DATASET RECORDS
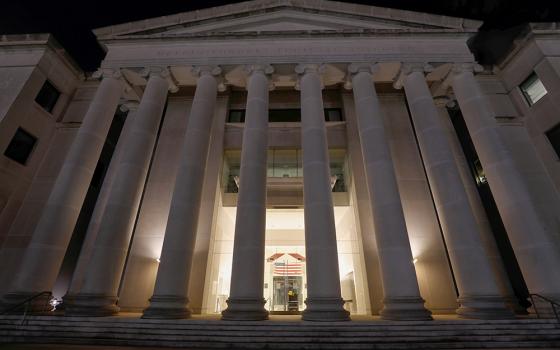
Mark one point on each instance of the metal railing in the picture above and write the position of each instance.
(27, 302)
(553, 305)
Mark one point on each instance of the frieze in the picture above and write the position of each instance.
(291, 51)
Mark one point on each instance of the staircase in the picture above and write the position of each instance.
(273, 334)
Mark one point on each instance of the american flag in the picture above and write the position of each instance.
(288, 268)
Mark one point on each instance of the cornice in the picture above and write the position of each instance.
(409, 18)
(390, 48)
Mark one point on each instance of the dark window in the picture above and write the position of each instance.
(554, 138)
(236, 116)
(333, 115)
(285, 115)
(533, 89)
(21, 146)
(48, 96)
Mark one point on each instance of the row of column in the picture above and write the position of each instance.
(479, 293)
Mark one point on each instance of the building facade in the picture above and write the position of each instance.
(282, 157)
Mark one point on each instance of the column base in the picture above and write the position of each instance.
(167, 307)
(513, 303)
(405, 309)
(245, 309)
(96, 305)
(325, 310)
(484, 308)
(38, 306)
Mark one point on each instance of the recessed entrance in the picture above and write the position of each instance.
(287, 273)
(285, 261)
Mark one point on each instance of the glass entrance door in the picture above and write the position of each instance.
(287, 294)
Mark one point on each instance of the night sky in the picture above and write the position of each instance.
(71, 21)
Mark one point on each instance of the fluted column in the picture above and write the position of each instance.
(43, 257)
(479, 295)
(100, 205)
(488, 239)
(401, 294)
(98, 294)
(246, 300)
(324, 302)
(170, 293)
(536, 252)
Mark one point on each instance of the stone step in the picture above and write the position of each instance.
(86, 329)
(286, 345)
(297, 325)
(193, 333)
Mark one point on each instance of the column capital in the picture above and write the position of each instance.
(264, 69)
(443, 101)
(199, 71)
(129, 106)
(213, 71)
(304, 68)
(357, 67)
(408, 68)
(155, 71)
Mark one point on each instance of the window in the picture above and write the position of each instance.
(285, 115)
(333, 115)
(47, 97)
(554, 138)
(284, 164)
(236, 116)
(21, 146)
(533, 89)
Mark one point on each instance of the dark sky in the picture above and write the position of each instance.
(71, 21)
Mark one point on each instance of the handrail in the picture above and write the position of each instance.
(552, 303)
(25, 302)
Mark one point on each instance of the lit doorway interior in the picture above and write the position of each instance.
(285, 288)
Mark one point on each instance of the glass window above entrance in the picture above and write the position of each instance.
(291, 115)
(284, 164)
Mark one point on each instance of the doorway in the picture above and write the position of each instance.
(287, 295)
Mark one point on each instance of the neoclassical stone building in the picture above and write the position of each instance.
(282, 156)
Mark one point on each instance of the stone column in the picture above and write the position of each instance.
(477, 208)
(324, 302)
(100, 205)
(534, 247)
(43, 257)
(479, 295)
(402, 300)
(98, 294)
(170, 295)
(246, 300)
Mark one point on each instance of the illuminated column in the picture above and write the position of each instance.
(324, 302)
(479, 295)
(478, 209)
(246, 300)
(98, 294)
(100, 205)
(402, 300)
(43, 257)
(534, 248)
(170, 293)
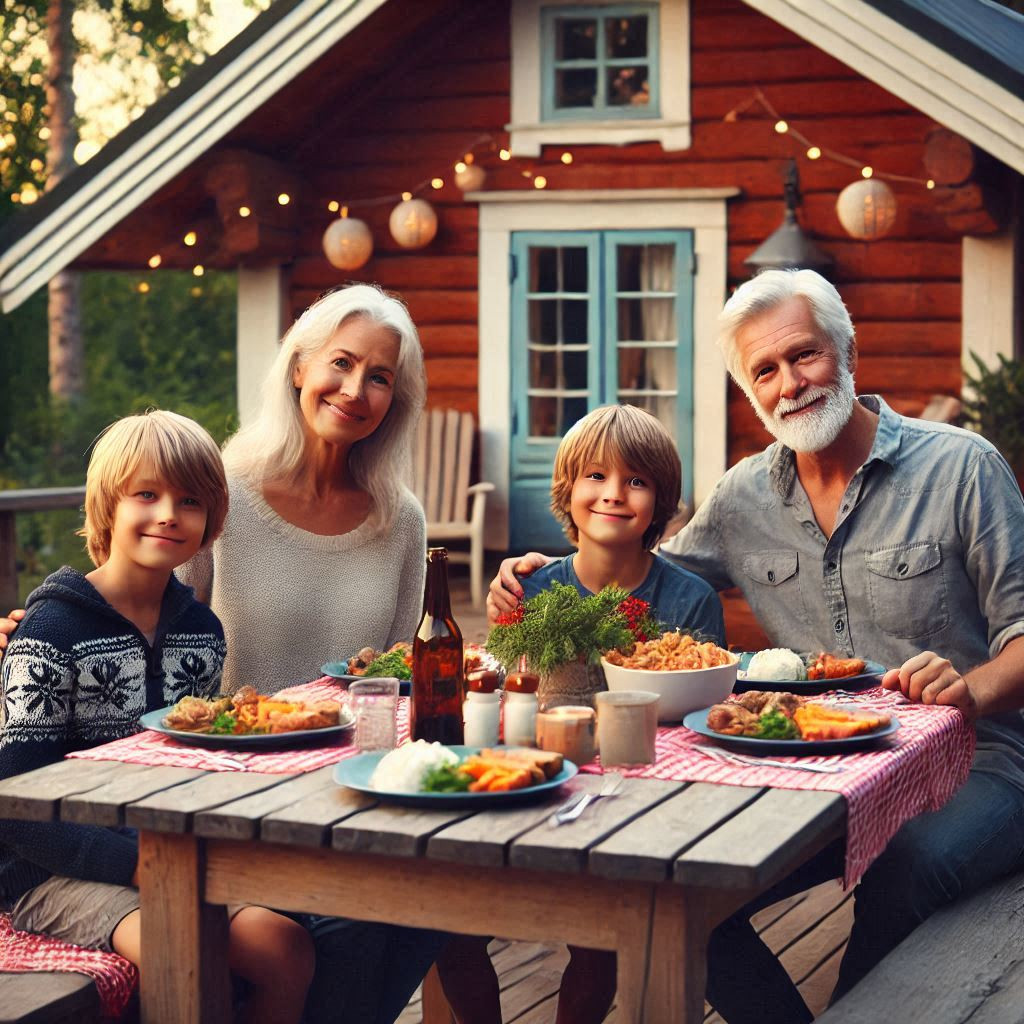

WRITTEN REQUEST
Could you reproduce every one of the records above line for line, without the pictures?

SOLVED EXERCISE
Mark one point on each instance of the metal railing in the picture above and write the position of each instance.
(27, 302)
(553, 305)
Mark one point on each instance of the frieze in the picture above and write the position of each instance.
(291, 51)
Mark one point on each instance of the staircase in the picture above and write the position of each instance.
(273, 334)
Mark one point on each instance of the american flag in the picture above and write the position of each instance.
(288, 268)
Mark one point on each instance of the cornice in the picture above and write the position of each instance.
(409, 18)
(390, 48)
Mark one point on each instance of the dark window in the picture above and write the position of each instance.
(554, 138)
(236, 116)
(333, 115)
(285, 115)
(533, 89)
(21, 146)
(48, 96)
Mark one point on each instance of the row of column in the picture above and write the position of each instance.
(479, 293)
Mark one point on each instance of the building facade in the picture above and write the position of each instance.
(282, 157)
Mark one point on each instance of the column base in the picture above and write the position of each instance.
(167, 307)
(513, 303)
(405, 309)
(245, 309)
(96, 305)
(325, 310)
(484, 308)
(38, 306)
Mark one point on each instance of the recessed entrance in the picture above and write the position of each instance.
(287, 273)
(285, 261)
Mark one point on each instance of the glass entrance door in the picture above and write the position of each instance.
(287, 294)
Mark one point on each instance of the night sky in the picture above and write the position of each instance.
(71, 21)
Mark one point on each instance of the fluted column in the picture above and write the position of each instance.
(43, 257)
(479, 295)
(100, 205)
(488, 239)
(401, 294)
(98, 294)
(246, 300)
(324, 302)
(170, 293)
(536, 252)
Mark one point on each instance of the stone step in the picture above and write the position of each instance.
(86, 329)
(286, 345)
(297, 325)
(193, 333)
Mark one point on each instance of the column capital in the picture above and write the position of each instance.
(264, 69)
(443, 101)
(199, 71)
(129, 106)
(213, 71)
(304, 68)
(357, 67)
(408, 68)
(155, 71)
Mark one point on each instance of the window in the picture above and write the position of each instance.
(285, 115)
(333, 115)
(47, 97)
(554, 138)
(284, 164)
(236, 116)
(21, 146)
(533, 89)
Mark one point on each instance of the dark sky in the picture above and write the position of each instance.
(71, 21)
Mark one point on each instance of the handrail in the picture above and write the position of each instance.
(552, 303)
(25, 302)
Mark one point on each instance of the lit doorway interior in the picture above and write the position of each instance.
(285, 288)
Mark one point on each instance of the glass window above entrance in the picture above and write the position of each instance.
(291, 115)
(284, 164)
Mark one point on each instance of the doorway in the picture above and write the position of each instance.
(287, 295)
Mark one point on each instance of the neoclassical stone building in the picture above and write the position of each instance.
(282, 156)
Mark one point on each instance of the stone column in the picture above and write the position of each instance.
(477, 208)
(324, 302)
(100, 205)
(534, 247)
(43, 257)
(479, 295)
(402, 300)
(98, 294)
(170, 295)
(246, 300)
Mark one point on each instance of the illuminated column in the picture above and write the position of each instance.
(324, 302)
(479, 295)
(478, 209)
(246, 300)
(98, 294)
(100, 205)
(402, 300)
(43, 257)
(534, 248)
(170, 293)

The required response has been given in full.